» **Stated task 1**:
Answer these questions from the forum thread on loud cell phone rings below.
(a) Which phone model does jujube own?
(b) In which program did Mike confirm that custom ringtones can still be made?
(c) From where has Pappy purchased ringtones?

══ Document extract ══

# cell phone with LOUD ring?



## Butterfly (Apr 18, 2018)

I am trying to help a neighbor find a cell phone with a really LOUD ring that she can hear if she leaves it in another room.  She doesn't want to have to carry it around with her all the time at home.  Does anyone have any ideas?  Know of any cell phone that basically sounds like a regular phone ringing?

We've searched the net but haven't gotten any real  help.


----------



## Keesha (Apr 18, 2018)

My husband has a cell phone with a loud ringing tone that sounds just like those old land line phones that were once around. 
Geez, I gladly GIVE it to you if I could. I’m quite sure it’s an iPhone BUT I think different phones have different ringers and there’s probably an app for it somewhere.


----------



## SeaBreeze (Apr 18, 2018)

I have a cheap Tracfone flip-phone that I have set to ring like a regular landline phone.  It's loud enough for me, but I don't know if I'd hear it in the next room.  I rarely have it on, and only get short calls now and then from my husband when I'm out shopping or something.  I generally initiate the call, so it rarely rings in public.


----------



## jujube (Apr 18, 2018)

I have a Samsung Galaxy J3 Prime (cheapo model) and there's one ring setting that sounds like a real phone and is obnoxiously loud.

She should probably go to a phone store or Best Buy and have them demonstrate the rings on the different phones until she finds one she likes.


----------



## Mike (Apr 19, 2018)

One time years ago you could make your own
ring tone!

I made one from a song that was an advert
for the company products that I was promoting.

You can still do it, I just checked in Audacity.

Audacity is a free audio editing programme and
is very good, they also have a forum for help if
you get stuck.

I have copied the link that explains ringtones
and how to do them.

https://manual.audacityteam.org/man/tutorial_making_ringtones_and_ivr_messages.html

Good Luck.

Mike


----------



## Pappy (Apr 19, 2018)

I have purchased a few from iTunes and some are pretty loud. The volume setting only goes so high on a phone so getting real loud may not be possible.


----------



## debbie in seattle (Apr 19, 2018)

I've got the 'old phone ring' on my iPhone, love it.


----------



## Aunt Bea (Apr 19, 2018)

I've never used one but it might be better than going out and buying a new phone.

═══

» **Stated task 2**: Show every line of the listing below that contains the word "standing". Case counts.

══ Input rows ══

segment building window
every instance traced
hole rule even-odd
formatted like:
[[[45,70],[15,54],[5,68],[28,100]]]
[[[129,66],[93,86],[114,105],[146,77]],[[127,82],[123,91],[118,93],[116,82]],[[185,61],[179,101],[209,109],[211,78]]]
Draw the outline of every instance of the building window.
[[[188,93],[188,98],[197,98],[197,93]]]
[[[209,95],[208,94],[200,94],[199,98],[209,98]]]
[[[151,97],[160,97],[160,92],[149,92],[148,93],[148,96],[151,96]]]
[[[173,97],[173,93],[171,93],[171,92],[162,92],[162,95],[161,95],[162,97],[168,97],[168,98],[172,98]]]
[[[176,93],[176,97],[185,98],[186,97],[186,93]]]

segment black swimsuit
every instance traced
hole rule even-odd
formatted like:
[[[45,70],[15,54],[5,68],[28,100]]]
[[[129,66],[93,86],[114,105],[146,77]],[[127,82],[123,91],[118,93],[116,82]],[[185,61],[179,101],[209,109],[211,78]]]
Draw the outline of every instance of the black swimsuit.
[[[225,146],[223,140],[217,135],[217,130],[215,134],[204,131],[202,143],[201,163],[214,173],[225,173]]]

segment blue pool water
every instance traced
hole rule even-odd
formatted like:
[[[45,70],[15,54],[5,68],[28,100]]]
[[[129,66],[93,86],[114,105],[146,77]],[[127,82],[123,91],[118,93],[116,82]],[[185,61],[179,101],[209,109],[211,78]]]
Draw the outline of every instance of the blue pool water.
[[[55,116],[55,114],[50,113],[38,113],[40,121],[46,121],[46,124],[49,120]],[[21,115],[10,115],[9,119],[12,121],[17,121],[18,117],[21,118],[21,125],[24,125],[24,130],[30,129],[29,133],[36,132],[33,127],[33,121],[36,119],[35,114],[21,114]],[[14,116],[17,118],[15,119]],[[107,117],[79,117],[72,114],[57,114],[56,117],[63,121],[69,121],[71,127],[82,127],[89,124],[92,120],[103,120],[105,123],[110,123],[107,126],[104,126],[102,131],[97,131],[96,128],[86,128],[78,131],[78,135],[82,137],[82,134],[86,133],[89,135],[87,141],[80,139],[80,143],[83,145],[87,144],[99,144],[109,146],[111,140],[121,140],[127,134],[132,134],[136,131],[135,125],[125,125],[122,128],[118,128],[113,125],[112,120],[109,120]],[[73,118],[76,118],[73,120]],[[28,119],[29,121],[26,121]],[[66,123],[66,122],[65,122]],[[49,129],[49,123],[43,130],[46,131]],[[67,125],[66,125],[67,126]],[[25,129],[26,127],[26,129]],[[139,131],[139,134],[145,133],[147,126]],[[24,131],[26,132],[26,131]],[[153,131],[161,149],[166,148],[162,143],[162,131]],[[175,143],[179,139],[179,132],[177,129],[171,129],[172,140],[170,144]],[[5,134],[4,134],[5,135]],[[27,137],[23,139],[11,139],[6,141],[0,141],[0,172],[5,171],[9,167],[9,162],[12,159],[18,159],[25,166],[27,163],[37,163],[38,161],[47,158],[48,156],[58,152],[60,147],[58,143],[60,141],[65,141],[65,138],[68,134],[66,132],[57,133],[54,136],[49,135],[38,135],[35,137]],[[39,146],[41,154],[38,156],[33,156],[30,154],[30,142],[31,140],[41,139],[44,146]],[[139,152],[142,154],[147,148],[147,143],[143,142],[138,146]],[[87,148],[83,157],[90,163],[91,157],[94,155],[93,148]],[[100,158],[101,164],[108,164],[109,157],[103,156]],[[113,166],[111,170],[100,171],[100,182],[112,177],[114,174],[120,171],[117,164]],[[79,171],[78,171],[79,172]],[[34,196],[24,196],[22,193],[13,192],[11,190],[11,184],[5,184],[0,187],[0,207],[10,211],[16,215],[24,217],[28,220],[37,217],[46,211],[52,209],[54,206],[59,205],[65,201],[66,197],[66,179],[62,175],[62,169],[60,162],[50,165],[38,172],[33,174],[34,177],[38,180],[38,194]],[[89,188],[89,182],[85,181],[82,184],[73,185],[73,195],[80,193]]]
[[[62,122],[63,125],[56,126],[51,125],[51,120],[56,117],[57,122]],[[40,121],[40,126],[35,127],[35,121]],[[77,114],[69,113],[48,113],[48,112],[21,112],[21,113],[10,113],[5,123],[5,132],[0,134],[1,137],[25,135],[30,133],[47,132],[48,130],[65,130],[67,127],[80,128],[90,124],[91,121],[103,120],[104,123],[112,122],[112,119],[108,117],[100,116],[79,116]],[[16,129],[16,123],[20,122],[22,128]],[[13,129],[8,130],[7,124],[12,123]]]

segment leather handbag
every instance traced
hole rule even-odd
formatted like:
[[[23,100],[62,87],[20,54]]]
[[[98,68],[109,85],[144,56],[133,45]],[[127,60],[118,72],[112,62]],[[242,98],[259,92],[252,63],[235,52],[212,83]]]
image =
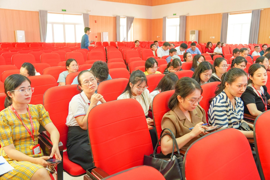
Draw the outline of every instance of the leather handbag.
[[[163,134],[165,130],[169,131],[171,134]],[[173,151],[171,154],[165,155],[162,153],[157,154],[157,147],[159,145],[161,140],[164,136],[168,135],[173,140]],[[174,153],[175,145],[177,150]],[[162,130],[160,138],[156,145],[154,152],[150,156],[144,155],[144,164],[151,166],[158,170],[166,180],[182,180],[182,169],[183,168],[183,156],[180,155],[179,148],[173,133],[170,129],[165,128]]]

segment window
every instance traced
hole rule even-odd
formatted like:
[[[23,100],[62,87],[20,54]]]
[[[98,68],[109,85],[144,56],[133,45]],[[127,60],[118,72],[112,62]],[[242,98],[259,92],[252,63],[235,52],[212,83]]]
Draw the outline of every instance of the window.
[[[84,34],[82,15],[48,13],[46,42],[80,42]]]
[[[251,13],[229,15],[227,43],[248,44],[251,20]]]
[[[167,18],[166,20],[166,41],[179,40],[179,18]]]

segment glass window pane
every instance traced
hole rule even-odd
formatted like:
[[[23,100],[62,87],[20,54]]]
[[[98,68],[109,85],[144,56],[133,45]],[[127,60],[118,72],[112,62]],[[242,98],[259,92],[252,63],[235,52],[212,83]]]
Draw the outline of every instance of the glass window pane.
[[[74,32],[74,25],[72,24],[65,24],[65,26],[66,42],[75,42],[75,32]]]
[[[63,25],[54,24],[53,33],[54,42],[64,42],[64,30]]]
[[[76,40],[77,42],[80,42],[82,37],[84,34],[84,26],[83,25],[76,25]]]
[[[63,22],[63,14],[61,14],[48,13],[48,22]]]
[[[47,25],[47,34],[46,35],[46,42],[53,42],[53,30],[51,24]]]

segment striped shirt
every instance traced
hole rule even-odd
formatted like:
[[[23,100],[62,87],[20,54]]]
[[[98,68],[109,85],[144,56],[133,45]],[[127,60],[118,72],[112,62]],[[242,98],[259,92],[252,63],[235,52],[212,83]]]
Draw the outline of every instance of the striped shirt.
[[[240,98],[235,97],[235,108],[224,90],[212,101],[208,110],[208,121],[213,126],[238,128],[244,117],[244,106]]]

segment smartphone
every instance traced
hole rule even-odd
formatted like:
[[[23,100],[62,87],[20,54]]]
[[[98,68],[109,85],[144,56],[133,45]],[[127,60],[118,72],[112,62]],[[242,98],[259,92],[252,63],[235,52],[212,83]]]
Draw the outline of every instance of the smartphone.
[[[223,127],[223,125],[221,126],[216,126],[215,127],[214,127],[214,128],[212,128],[211,129],[208,129],[208,130],[205,130],[205,132],[212,132],[212,131],[215,131],[215,130],[218,129],[220,128],[221,127]]]
[[[58,162],[62,162],[61,160],[58,160],[56,159],[47,159],[46,160],[46,161],[50,164],[55,164],[55,163],[58,163]]]

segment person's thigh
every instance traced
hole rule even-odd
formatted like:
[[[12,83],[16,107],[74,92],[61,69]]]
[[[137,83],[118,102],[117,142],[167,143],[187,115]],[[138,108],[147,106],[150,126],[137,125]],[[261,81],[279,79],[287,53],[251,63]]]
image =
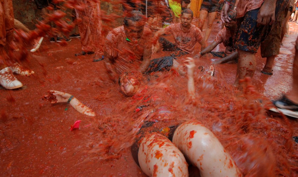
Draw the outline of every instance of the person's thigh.
[[[215,135],[198,121],[187,121],[179,125],[172,142],[198,167],[202,177],[242,176]]]
[[[160,134],[148,134],[141,140],[138,157],[141,169],[149,176],[188,176],[183,155]]]
[[[5,45],[5,15],[2,3],[0,3],[0,45],[3,47]],[[1,52],[1,51],[0,51]]]
[[[260,9],[249,11],[244,17],[237,19],[235,32],[235,49],[256,53],[267,35],[269,26],[258,25],[257,20]]]

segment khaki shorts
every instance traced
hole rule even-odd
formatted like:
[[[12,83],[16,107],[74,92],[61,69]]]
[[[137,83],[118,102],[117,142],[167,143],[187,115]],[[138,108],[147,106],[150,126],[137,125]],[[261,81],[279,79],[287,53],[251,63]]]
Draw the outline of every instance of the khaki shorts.
[[[263,58],[279,54],[282,24],[286,15],[285,13],[287,13],[288,10],[287,8],[278,17],[269,34],[261,45],[261,55]]]

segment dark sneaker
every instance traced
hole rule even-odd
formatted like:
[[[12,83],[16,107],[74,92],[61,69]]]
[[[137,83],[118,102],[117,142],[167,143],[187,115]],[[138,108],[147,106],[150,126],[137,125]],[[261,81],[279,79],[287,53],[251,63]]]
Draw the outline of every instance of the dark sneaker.
[[[50,37],[50,42],[51,43],[55,42],[55,38],[54,37]]]
[[[101,57],[98,56],[95,56],[95,58],[93,59],[93,61],[99,61],[104,59],[104,55],[101,55]]]
[[[78,53],[77,54],[75,54],[75,56],[79,56],[80,55],[85,55],[86,54],[88,54],[89,55],[90,54],[92,54],[94,53],[94,52],[86,52],[83,51],[82,51],[81,52],[81,53]]]
[[[80,36],[79,34],[73,34],[71,35],[70,35],[69,36],[69,37],[70,38],[79,38],[81,37],[81,36]]]
[[[65,40],[67,42],[69,42],[71,40],[71,39],[67,38],[66,37],[64,36],[63,36],[63,37],[57,37],[57,42],[62,42],[64,40]]]
[[[292,102],[284,95],[279,100],[273,101],[273,103],[277,109],[272,108],[270,110],[275,112],[278,110],[285,115],[298,118],[298,105]]]

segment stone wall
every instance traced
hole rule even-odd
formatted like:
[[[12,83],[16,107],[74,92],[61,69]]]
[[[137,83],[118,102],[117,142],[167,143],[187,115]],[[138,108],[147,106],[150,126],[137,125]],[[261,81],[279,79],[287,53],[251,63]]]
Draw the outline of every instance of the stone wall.
[[[112,0],[112,1],[113,0]],[[40,19],[41,10],[37,9],[34,0],[12,0],[14,5],[14,18],[17,19],[24,24],[30,29],[35,28],[35,24],[37,20]],[[114,13],[118,15],[123,14],[122,6],[120,3],[113,3],[104,1],[101,1],[101,8],[102,10],[104,10],[107,15]],[[67,18],[71,20],[71,9],[68,9],[66,12],[67,14]],[[106,24],[104,22],[103,25],[107,25],[113,28],[122,25],[123,23],[123,18],[114,19],[115,21],[110,24]]]

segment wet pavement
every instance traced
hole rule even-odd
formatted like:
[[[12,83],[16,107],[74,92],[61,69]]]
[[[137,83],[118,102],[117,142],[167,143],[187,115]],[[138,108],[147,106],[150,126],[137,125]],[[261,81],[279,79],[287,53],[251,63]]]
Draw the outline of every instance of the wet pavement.
[[[273,75],[261,73],[265,59],[261,57],[259,51],[257,54],[257,69],[252,82],[257,92],[269,100],[278,98],[291,88],[298,25],[290,25],[289,37],[284,38]],[[221,24],[215,22],[213,26],[209,44]],[[108,80],[103,62],[92,62],[92,55],[75,56],[80,51],[79,40],[73,39],[64,46],[44,40],[39,50],[30,55],[29,62],[22,63],[35,73],[30,77],[15,75],[25,89],[0,90],[0,176],[146,176],[133,161],[129,149],[119,159],[110,160],[103,160],[89,150],[100,139],[96,131],[98,125],[107,115],[116,114],[119,108],[115,105],[127,98]],[[223,49],[221,44],[216,50]],[[196,62],[207,68],[218,59],[205,57]],[[216,65],[215,78],[231,84],[236,67],[236,64]],[[96,110],[98,116],[83,115],[69,107],[65,111],[65,104],[51,105],[42,99],[50,90],[75,95]],[[276,119],[284,126],[292,125],[287,128],[293,135],[298,135],[296,119],[278,116]],[[70,131],[70,126],[77,120],[82,120],[80,130]],[[297,149],[295,144],[293,151]],[[293,154],[297,157],[296,152]]]

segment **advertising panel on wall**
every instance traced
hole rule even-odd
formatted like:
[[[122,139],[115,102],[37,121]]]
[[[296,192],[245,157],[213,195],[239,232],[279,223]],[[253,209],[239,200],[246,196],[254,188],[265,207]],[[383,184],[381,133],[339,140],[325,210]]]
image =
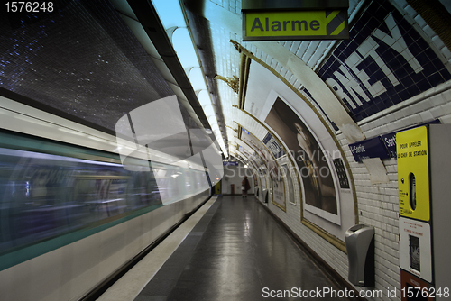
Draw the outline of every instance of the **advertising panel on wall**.
[[[451,79],[417,29],[389,1],[373,1],[318,71],[355,121]]]
[[[274,153],[270,151],[258,138],[244,128],[242,129],[240,138],[265,161],[272,183],[272,203],[281,209],[285,210],[285,183],[281,167],[274,160]],[[280,151],[276,151],[275,154],[280,154]]]

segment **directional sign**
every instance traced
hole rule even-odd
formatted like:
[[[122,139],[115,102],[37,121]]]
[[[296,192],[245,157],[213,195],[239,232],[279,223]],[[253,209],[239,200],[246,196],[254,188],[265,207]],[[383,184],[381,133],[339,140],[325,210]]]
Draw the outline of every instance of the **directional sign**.
[[[243,11],[243,41],[349,39],[347,10]]]

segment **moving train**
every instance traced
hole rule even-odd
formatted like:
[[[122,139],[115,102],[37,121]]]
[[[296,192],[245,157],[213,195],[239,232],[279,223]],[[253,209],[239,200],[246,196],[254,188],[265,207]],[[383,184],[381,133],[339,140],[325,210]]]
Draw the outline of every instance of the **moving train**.
[[[2,300],[83,298],[219,179],[205,163],[157,150],[151,170],[145,153],[124,168],[114,135],[0,98]]]

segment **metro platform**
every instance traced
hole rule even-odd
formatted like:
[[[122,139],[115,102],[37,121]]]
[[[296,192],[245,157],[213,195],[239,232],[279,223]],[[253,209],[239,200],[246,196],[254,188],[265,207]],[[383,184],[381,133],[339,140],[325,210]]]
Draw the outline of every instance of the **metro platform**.
[[[294,300],[344,290],[263,206],[253,196],[213,196],[97,300]],[[302,298],[317,297],[347,300]]]

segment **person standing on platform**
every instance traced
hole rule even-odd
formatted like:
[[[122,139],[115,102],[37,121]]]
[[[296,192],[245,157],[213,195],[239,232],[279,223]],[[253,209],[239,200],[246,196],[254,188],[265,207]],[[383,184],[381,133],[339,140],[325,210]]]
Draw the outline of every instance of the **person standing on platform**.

═══

» **Correct response 1**:
(a) A Samsung Galaxy J3 Prime.
(b) Audacity.
(c) iTunes.

» **Correct response 2**:
segment **person standing on platform**
Draw the outline of every instance of the **person standing on platform**.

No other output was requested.